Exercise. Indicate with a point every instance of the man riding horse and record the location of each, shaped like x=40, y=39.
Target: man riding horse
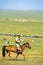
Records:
x=18, y=41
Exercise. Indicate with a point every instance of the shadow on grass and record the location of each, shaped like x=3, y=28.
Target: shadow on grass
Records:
x=16, y=60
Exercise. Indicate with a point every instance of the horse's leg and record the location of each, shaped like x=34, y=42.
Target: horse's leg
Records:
x=23, y=56
x=9, y=55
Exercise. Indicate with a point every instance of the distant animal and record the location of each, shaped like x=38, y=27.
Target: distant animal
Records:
x=12, y=48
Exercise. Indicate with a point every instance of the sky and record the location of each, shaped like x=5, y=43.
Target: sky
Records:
x=21, y=4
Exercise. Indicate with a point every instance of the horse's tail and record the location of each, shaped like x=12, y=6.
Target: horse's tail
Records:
x=3, y=51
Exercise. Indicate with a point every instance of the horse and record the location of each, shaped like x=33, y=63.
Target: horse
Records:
x=12, y=48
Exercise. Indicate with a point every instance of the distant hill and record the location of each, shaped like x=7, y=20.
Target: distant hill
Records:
x=28, y=15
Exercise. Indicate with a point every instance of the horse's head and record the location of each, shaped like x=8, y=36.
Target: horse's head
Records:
x=27, y=45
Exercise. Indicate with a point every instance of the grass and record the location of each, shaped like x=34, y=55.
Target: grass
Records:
x=34, y=56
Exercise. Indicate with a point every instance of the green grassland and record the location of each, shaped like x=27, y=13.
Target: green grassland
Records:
x=34, y=56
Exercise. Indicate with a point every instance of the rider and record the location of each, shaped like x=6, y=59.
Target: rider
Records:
x=18, y=41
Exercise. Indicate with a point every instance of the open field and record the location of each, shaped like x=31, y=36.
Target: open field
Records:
x=33, y=56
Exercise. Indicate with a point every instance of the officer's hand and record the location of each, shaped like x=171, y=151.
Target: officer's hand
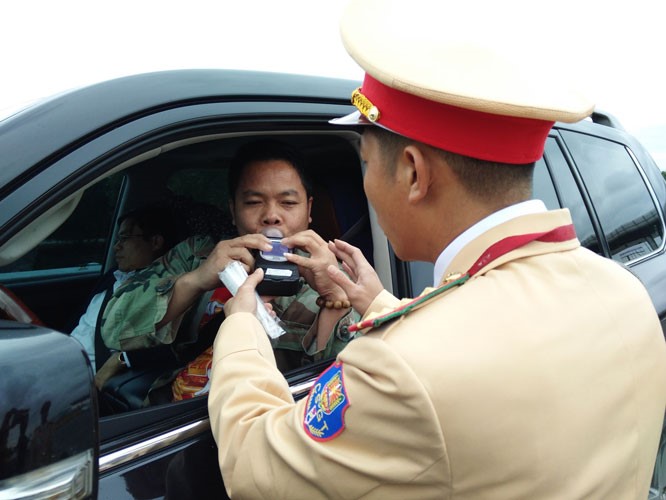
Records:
x=245, y=299
x=240, y=249
x=364, y=284
x=313, y=268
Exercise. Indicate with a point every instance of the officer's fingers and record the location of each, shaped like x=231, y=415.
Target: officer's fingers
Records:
x=349, y=271
x=359, y=297
x=252, y=281
x=352, y=251
x=343, y=255
x=341, y=279
x=300, y=260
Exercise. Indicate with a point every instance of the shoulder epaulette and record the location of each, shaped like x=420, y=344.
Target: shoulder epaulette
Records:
x=409, y=306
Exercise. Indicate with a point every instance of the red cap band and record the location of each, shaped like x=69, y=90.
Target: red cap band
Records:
x=486, y=136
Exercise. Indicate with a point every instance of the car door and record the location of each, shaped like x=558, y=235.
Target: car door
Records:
x=52, y=193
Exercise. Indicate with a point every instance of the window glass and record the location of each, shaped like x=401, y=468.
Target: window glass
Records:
x=542, y=186
x=570, y=196
x=206, y=185
x=80, y=242
x=626, y=210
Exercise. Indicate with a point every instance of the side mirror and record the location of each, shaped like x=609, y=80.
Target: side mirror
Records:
x=48, y=415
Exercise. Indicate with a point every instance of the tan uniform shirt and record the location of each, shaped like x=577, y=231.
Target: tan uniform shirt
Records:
x=543, y=376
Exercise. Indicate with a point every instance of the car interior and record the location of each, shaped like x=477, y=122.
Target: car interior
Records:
x=52, y=265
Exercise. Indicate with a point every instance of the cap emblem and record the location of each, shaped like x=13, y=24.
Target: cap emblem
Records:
x=365, y=106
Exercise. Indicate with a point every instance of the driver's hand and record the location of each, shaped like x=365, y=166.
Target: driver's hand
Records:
x=314, y=267
x=206, y=275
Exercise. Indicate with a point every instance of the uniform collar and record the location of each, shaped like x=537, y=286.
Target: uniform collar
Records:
x=493, y=220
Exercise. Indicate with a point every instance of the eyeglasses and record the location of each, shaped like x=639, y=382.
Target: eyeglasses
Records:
x=121, y=239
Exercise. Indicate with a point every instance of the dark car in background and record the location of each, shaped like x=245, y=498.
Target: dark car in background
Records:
x=72, y=164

──────────────────────────────

# Problem:
Look through the entries above and copy each line that has "horse" in it.

# Task response:
Exercise. Indicate with a point every instance of the man riding horse and record the location of each, shaped like x=40, y=39.
Target: man riding horse
Exercise. Indicate with a point every instance of the horse's leg and record the location of each, shaped like x=34, y=42.
Target: horse's leg
Exercise. Indicate with a point every instance of the horse's tail and record the location of each, shaped like x=12, y=6.
Target: horse's tail
Exercise. Indicate with a point every instance of the horse and record the location of each, shaped like x=33, y=63.
Target: horse
Exercise. Indicate with a point every instance of the horse's head and record the location of each, shaped like x=8, y=36.
Target: horse's head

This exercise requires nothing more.